## Start THE RECORDS

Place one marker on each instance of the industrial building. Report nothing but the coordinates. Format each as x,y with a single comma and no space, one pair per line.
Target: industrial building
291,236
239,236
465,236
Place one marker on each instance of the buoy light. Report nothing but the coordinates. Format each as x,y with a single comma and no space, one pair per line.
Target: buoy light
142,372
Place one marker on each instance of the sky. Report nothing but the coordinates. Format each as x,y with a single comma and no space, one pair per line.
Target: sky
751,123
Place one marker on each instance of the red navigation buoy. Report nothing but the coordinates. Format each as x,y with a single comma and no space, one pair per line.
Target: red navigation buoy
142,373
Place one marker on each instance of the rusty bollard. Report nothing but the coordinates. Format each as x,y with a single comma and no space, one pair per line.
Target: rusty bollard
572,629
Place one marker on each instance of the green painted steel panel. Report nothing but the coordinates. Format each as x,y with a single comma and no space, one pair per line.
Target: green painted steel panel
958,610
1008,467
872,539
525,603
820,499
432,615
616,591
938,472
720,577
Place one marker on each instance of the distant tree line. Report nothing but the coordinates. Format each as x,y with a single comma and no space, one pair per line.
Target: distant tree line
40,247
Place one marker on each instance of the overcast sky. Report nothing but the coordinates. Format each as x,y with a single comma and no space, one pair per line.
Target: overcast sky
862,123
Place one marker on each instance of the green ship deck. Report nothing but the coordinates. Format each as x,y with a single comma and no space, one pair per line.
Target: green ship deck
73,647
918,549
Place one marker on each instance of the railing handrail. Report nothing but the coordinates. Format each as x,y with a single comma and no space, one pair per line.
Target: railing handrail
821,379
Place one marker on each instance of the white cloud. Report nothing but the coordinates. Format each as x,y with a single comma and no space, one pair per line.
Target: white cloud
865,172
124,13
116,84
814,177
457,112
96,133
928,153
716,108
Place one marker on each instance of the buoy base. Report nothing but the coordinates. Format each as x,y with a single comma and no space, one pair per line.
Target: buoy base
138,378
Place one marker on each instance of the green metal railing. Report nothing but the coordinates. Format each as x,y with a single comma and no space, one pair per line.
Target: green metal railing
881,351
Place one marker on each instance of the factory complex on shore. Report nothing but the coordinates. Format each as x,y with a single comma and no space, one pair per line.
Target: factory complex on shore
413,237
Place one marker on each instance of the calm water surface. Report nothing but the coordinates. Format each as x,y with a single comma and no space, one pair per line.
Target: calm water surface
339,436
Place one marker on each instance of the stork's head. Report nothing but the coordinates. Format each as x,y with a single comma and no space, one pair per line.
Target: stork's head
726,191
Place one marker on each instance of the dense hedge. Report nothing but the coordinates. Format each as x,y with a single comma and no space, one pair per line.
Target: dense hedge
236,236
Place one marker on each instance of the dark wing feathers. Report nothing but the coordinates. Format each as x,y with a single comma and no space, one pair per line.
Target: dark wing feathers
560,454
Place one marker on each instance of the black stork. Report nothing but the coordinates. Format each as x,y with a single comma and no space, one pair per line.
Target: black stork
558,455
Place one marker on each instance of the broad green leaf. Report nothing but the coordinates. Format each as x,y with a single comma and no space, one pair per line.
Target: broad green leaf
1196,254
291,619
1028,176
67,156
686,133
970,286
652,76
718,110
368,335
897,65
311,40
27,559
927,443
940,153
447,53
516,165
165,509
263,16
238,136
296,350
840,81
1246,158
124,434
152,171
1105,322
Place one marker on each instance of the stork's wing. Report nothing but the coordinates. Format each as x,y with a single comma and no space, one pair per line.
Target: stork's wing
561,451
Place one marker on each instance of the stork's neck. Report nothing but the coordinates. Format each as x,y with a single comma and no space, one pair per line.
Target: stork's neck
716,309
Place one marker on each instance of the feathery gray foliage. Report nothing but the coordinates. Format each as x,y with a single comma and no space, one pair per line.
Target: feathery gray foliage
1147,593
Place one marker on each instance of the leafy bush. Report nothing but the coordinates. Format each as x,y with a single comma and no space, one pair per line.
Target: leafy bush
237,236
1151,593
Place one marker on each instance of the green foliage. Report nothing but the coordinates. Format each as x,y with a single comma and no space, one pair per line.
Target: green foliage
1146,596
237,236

## End THE RECORDS

__WORK INSTRUCTIONS__
Please express everything in the listing from the line containing "Place one marker on each instance of the stork's wing." through the end of the listing as a two-column CSV with the headers instruction and points. Use one row for each instruction, quote every field, and turn line breaks into spaces.

__REPLY__
instruction,points
"Place one marker on each instance of the stork's wing. Report nothing but the coordinates. Format each as x,y with a single comma and no space, one pair per line. Target: stork's wing","561,451"
"Place one marker on each instance of the stork's neck. Report nothing but the coordinates. Format each as x,y with a single comma and no space, one pair per line. Target: stork's neck","716,309"
"Place one marker on each instance of the feathery gray foliage. Report nothing but the coordinates. Format each as x,y with a single comma and no space, one pair per line. Target: feathery gray foliage","1147,593"
"Place one marker on each instance of the leafy bush. Report nothing but the coordinates. Format each as x,y with a single comma and no space, one pair per line. Target: leafy bush","237,236 1151,593"
"Place one marker on each instance of the green foliage. Report nothing but the coordinates. Format each as x,y with a single comma and no space, one pair per line. Target: green foliage","1146,596 237,236"